* Goal A:
Name every engine mentioned in the patent claim below.
Start of Source text
CPC G06F 16/957 (2019.01) [H04L 67/535 (2022.05)] | 16 Claims |
1. A system for reconstructing browser interaction data from session data having incomplete tracking data, the system comprising:
a data ingestion engine for ingesting data from a plurality of different data sources including an on-line user-interaction tracking source which provides the session data relating to different users' interaction with a website, some of the session data including tracking identifiers, and a non-interaction tracking source for providing non-session data relating to user activity other than session data;
a data store for storing the ingested data;
a data cleansing engine for cleansing the ingested data, the data cleansing engine comprising:
a data re-evaluation engine for evaluating the non-session data and recovering user identifiers within the non-session data; and
a path view building engine for linking together session data from different user interaction sessions to form linked session data using the tracking identifiers within the session data;
wherein the data re-evaluation engine is arranged to compare the recovered user identifiers from the non-session data with user identifiers associated with the session data, and to associate any unlinked session data not previously linked with the linked session data, with linked session data which has an association via the recovered user identifiers,
wherein the path view building engine is arranged to link together any unlinked session data with linked session data having an association via the recovered user identifiers,
wherein the data cleansing engine is arranged to consider the session data and a plurality of predetermined dimensions and assign a plurality of dimensions to the session data matching that session data,
the system further comprising a segmentation engine for grouping together the session data into segments based on the plurality of dimensions applied to that session data, wherein the segmentation engine is arranged to use combinations of dimensions which are associated with a particular type of data analysis,
wherein the system is arranged to define a segment as a particular combination of dimensions and some of the plurality of dimensions as lossy, and the segmentation engine is arranged to combine the lossy dimensions to reduce the number of different combinations of segments to be considered by the segmentation engine, and
wherein the segmentation engine is arranged to use historic session data to determine the historic probability of use of each segment, and the segmentation engine further comprises a table compression engine for creating a compressed table which combines together segments having a low historic probability of use as determined from the historic session data.
|
End of Source text
* Goal B:
Report each line from the rows below that contains the string "rocky", treating case as significant.
Start of Source records
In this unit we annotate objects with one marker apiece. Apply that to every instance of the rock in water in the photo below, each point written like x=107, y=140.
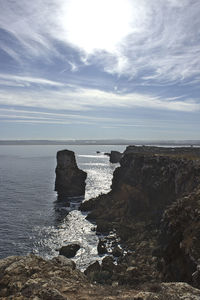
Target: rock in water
x=69, y=251
x=70, y=180
x=115, y=157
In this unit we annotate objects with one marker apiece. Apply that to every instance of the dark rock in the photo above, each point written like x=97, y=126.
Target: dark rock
x=88, y=205
x=93, y=268
x=69, y=251
x=70, y=180
x=115, y=156
x=117, y=252
x=107, y=154
x=108, y=264
x=180, y=240
x=101, y=247
x=103, y=227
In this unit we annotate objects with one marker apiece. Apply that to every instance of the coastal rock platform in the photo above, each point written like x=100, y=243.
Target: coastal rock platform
x=31, y=277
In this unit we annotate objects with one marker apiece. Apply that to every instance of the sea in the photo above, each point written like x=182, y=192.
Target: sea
x=31, y=218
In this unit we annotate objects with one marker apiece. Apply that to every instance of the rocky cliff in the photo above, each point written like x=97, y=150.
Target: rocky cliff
End of Source records
* Full response A:
data ingestion engine
data cleansing engine
data re-evaluation engine
path view building engine
segmentation engine
table compression engine

* Full response B:
In this unit we annotate objects with one marker apiece. Apply that to every instance of the rocky cliff in the photo above, each point written like x=97, y=150.
Target: rocky cliff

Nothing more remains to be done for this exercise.